[Saved entries]
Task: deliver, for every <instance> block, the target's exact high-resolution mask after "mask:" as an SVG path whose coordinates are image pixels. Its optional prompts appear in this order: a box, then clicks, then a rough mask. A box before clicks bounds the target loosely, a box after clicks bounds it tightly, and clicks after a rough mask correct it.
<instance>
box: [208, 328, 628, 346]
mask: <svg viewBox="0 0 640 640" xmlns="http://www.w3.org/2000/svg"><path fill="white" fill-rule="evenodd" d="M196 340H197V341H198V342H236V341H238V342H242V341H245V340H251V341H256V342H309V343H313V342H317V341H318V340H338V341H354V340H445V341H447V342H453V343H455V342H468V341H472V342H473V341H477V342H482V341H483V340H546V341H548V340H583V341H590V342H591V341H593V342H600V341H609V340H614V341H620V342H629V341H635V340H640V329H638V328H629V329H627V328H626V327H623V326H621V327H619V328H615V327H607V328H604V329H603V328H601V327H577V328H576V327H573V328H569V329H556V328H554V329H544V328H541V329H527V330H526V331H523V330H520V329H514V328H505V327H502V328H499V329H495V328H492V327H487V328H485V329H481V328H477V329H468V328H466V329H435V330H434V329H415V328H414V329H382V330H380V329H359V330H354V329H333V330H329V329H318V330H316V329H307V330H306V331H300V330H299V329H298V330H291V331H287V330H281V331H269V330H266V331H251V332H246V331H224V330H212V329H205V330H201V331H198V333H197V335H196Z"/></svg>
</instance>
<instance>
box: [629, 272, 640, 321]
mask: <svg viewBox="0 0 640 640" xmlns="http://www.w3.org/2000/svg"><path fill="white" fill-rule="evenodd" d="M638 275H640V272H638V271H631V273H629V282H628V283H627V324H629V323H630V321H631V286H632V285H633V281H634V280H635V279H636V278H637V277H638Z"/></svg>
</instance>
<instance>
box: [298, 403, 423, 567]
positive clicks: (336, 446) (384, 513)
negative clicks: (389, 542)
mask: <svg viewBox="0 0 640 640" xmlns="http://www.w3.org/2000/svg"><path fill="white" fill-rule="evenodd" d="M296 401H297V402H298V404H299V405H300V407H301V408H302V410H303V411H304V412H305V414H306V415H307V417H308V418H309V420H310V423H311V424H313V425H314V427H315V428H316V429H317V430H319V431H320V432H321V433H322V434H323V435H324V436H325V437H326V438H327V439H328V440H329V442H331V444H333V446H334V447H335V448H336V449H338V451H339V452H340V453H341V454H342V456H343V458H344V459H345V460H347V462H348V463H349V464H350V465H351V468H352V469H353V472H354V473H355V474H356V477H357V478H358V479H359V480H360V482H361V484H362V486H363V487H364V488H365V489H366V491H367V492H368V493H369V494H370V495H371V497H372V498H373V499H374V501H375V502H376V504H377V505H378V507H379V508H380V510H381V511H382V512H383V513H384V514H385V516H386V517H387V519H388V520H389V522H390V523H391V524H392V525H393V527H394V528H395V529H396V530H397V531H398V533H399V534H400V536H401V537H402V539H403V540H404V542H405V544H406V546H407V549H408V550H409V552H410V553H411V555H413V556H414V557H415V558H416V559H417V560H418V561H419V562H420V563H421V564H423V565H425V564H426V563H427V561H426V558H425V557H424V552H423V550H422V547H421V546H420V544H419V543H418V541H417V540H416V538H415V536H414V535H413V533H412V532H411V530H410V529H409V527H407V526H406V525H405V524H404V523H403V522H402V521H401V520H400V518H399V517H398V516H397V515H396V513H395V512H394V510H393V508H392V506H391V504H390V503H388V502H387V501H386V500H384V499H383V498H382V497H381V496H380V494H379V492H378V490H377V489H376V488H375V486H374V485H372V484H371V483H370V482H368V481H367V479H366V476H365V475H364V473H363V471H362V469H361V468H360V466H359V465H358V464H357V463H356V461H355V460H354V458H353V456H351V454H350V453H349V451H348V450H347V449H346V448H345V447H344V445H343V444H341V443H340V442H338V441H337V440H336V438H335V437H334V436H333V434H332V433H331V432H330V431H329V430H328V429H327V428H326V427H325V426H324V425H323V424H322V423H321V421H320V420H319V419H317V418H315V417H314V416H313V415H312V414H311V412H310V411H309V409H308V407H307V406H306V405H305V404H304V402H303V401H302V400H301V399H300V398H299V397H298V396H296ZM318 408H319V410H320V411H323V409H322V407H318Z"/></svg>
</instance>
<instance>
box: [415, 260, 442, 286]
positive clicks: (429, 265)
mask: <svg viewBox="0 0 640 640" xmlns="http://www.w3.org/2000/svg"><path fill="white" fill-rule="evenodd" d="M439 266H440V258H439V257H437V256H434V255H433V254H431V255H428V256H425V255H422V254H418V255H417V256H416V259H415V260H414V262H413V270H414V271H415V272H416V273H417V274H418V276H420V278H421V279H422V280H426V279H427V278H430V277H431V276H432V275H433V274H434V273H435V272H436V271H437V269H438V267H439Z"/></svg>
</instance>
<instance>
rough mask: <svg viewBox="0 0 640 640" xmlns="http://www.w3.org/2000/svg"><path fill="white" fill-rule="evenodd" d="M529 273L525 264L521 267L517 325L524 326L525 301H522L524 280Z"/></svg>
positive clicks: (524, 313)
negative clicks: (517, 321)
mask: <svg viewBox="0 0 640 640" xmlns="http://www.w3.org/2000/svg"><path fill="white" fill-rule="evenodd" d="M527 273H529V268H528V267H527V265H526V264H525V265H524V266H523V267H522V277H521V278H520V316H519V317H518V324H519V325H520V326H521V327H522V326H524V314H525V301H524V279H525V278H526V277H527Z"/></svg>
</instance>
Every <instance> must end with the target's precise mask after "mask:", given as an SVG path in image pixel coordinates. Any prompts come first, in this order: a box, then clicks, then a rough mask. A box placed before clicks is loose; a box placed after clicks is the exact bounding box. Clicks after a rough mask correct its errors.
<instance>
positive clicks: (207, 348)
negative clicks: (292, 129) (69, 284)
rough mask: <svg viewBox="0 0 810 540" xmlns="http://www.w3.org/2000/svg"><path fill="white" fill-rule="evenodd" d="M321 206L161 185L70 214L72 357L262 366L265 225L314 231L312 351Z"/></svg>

◆ Your task: The answer should consist of the lines from the one with "Every <instance> must" through the last line of the entries, duplicated exactly and nothing more.

◆ Answer to this exercise:
Every <instance> must end with the target's precise mask after "mask:", given as an SVG path in image pixel coordinates. Any prompts come first, in this order: a box, then clicks, then a rough mask. A box placed before clicks is loose; a box placed after clicks is the exact bounding box. Clicks after a rough mask correct its errors.
<instance>
positive clicks: (207, 348)
negative clicks: (292, 129) (69, 284)
rough mask: <svg viewBox="0 0 810 540" xmlns="http://www.w3.org/2000/svg"><path fill="white" fill-rule="evenodd" d="M321 206L161 185L70 214L72 357L262 366L265 225L314 231L312 351Z"/></svg>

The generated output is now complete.